### PROBLEM REQUIREMENTS
Convert these entries into a Markdown table with the columns n and Line, where n numbers each row and Line holds one line of text; leave out blank lines.

[Entries from an annotation dataset]
^^^^^^^^
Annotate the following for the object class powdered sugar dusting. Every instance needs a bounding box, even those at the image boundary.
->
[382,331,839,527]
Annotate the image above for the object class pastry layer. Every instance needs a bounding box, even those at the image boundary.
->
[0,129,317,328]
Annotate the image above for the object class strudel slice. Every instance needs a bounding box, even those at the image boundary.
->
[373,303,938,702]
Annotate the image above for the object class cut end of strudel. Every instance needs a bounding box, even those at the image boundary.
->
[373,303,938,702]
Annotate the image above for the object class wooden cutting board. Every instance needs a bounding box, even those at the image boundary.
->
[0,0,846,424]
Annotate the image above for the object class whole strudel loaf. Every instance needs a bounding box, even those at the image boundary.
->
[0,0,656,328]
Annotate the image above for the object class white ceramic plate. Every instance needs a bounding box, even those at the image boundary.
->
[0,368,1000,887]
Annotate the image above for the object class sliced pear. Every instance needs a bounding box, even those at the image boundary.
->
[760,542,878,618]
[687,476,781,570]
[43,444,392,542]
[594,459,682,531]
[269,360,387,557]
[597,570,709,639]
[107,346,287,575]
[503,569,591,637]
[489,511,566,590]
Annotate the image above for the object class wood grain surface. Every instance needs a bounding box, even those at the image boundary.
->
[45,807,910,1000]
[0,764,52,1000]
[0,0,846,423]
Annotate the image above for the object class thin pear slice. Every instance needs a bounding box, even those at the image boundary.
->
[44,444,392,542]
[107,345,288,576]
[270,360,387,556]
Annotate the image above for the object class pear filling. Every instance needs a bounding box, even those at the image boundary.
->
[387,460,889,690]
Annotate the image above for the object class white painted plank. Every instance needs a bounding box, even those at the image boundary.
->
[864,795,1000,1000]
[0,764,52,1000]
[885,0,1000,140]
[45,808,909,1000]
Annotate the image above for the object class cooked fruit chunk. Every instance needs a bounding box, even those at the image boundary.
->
^^^^^^^^
### CORRECT RESPONSE
| n | Line |
|---|---|
| 1 | Annotate the following for the object class powdered sugar dusting. Every instance needs a bounding box, even those at the image boundary. |
| 2 | -> |
| 3 | [382,331,839,527] |
| 4 | Annotate the image above for the object class pastry layer. Every instance needs a bounding box, even those at the image boundary. |
| 5 | -> |
| 6 | [0,129,317,328] |
| 7 | Annotate the image above for the object class strudel slice. Every instance needs a bounding box, even those at the image boundary. |
| 8 | -> |
| 9 | [373,303,938,702] |
| 10 | Annotate the image above for the object class cut end of strudel. Every instance needs a bounding box, even those at the image boundary. |
| 11 | -> |
| 12 | [373,303,938,702] |
| 13 | Annotate the image above for the object class wooden cutting board. Every instance needs a bounding box, even those at the image boundary. |
| 14 | -> |
| 15 | [0,0,846,424] |
| 16 | Annotate the image above for the object class whole strudel loaf. Every instance needs a bounding box, even those at the image boundary. |
| 17 | -> |
| 18 | [0,0,656,328] |
| 19 | Annotate the image above for the object class white ceramic plate. Every instance needs a bounding box, even those at the image boundary. |
| 20 | -> |
| 21 | [0,368,1000,887] |
| 22 | Annotate the image above for the object class sliced pear. Every instance needs a bounding box, even those at the image boundary. |
| 23 | -> |
| 24 | [760,542,878,618] |
| 25 | [687,476,781,570] |
| 26 | [43,444,392,542] |
| 27 | [594,459,682,531] |
| 28 | [269,360,387,557] |
| 29 | [597,570,709,639] |
| 30 | [107,346,287,575] |
| 31 | [503,569,591,637] |
| 32 | [489,511,566,590] |
| 33 | Annotate the image above for the object class wood grain surface. Every instance needs a bounding box, even those at the image boundary. |
| 34 | -> |
| 35 | [45,807,910,1000] |
| 36 | [0,764,52,1000] |
| 37 | [0,0,846,423] |
| 38 | Annotate the image above for the object class thin pear slice. Every instance needs a bounding box, even those at the image boundary. |
| 39 | -> |
| 40 | [44,444,392,542] |
| 41 | [107,345,288,576] |
| 42 | [270,360,387,556] |
| 43 | Annotate the image above for the object class pear filling. Every instance needs a bounding box, even those at the image boundary. |
| 44 | -> |
| 45 | [387,460,889,690] |
| 46 | Annotate the image above for the object class white painted plank. Every instance needs a bounding box, even those at the image boundary. |
| 47 | -> |
| 48 | [864,795,1000,1000] |
| 49 | [0,764,52,1000] |
| 50 | [885,0,1000,140] |
| 51 | [45,808,909,1000] |
| 52 | Annotate the image above for the object class cooked fruit chunk. Every instance needs a bounding box, even those at the image boundary. |
| 53 | -> |